### Text shown
Thomas learnt the Welsh language from the age of 30, – too late in life, he said, to be able to write poetry in it. The 1960s saw him working in a predominantly Welsh-speaking community and he later wrote two prose works in Welsh, Neb (Nobody), an ironic and revealing autobiography written in the third person, and Blwyddyn yn Llŷn (A Year in Llŷn). In 1964 he won the Queen's Gold Medal for Poetry. From 1967 to 1978 he was vicar of St Hywyn's Church (built 1137) in Aberdaron at the western tip of the Llŷn Peninsula.

Thomas retired as a clergyman in 1978. He and his wife moved to Y Rhiw, into "a tiny, unheated cottage in one of the most beautiful parts of Wales, where, however, the temperature sometimes dipped below freezing," according to Theodore Dalrymple. Free from church constraints, he was able to become more political and active in campaigns that were important to him. He became a fierce advocate of Welsh nationalism, although he never supported Plaid Cymru, as it recognised the Westminster Parliament and so in his view fell short in its opposition to England.

Thomas was nominated for the 1996 Nobel Prize in Literature, the winner of which was Wislawa Szymborska. He received the 1996 Lannan Literary Award for Lifetime Achievement.

Thomas died on 25 September 2000 aged 87, at his home in Pentrefelin near Criccieth, survived by his second wife, Elizabeth Vernon. He had been ill with a heart condition and treated at Ysbyty Gwynedd in Bangor until two weeks before he died. A memorial event celebrating his life and poetry was held at Westminster Abbey with readings from Heaney, Andrew Motion, Gillian Clarke and John Burnside. Thomas's ashes are buried near the door of St John's Church, Porthmadog, Gwynedd.

==Beliefs and contribution to spirituality==
===Religious views===
Thomas's son, Gwydion, recalls his father's sermons, in which he would "drone on" to absurd lengths about the evil of refrigerators, washing machines, televisions and other modern devices. Thomas preached that they were all part of the temptation of scrambling after gadgets rather than attending to more spiritual needs. "It was the Machine, you see," Gwydion explained to a biographer. "This to a congregation that didn't have any of these things and were longing for them." Although he may have taken some ideas to extreme lengths, Theodore Dalrymple wrote, Thomas "was raising a deep and unanswered question: What is life for? Is it simply to consume more and more, and divert ourselves with ever more elaborate entertainments and gadgetry? What will this do to our souls?" He had a reputation, which perhaps he cultivated, of being not always charitable and sometimes awkward and taciturn. Some critics have interpreted photographs of him as indicating he was "formidable, bad-tempered, and apparently humourless."

### Dataset excerpts
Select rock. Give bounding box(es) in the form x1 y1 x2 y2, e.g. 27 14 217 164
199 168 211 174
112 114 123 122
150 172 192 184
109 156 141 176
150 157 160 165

### Description of the task
Can you transcribe, word for word, the part of the passage about Thomas that opens with the words containing "Thomas retired as" and closes with "for Lifetime Achievement."? None of the material is needed for this.

### Response to the exercise
Thomas retired as a clergyman in 1978. He and his wife moved to Y Rhiw, into "a tiny, unheated cottage in one of the most beautiful parts of Wales, where, however, the temperature sometimes dipped below freezing," according to Theodore Dalrymple. Free from church constraints, he was able to become more political and active in campaigns that were important to him. He became a fierce advocate of Welsh nationalism, although he never supported Plaid Cymru, as it recognised the Westminster Parliament and so in his view fell short in its opposition to England.

Thomas was nominated for the 1996 Nobel Prize in Literature, the winner of which was Wislawa Szymborska. He received the 1996 Lannan Literary Award for Lifetime Achievement.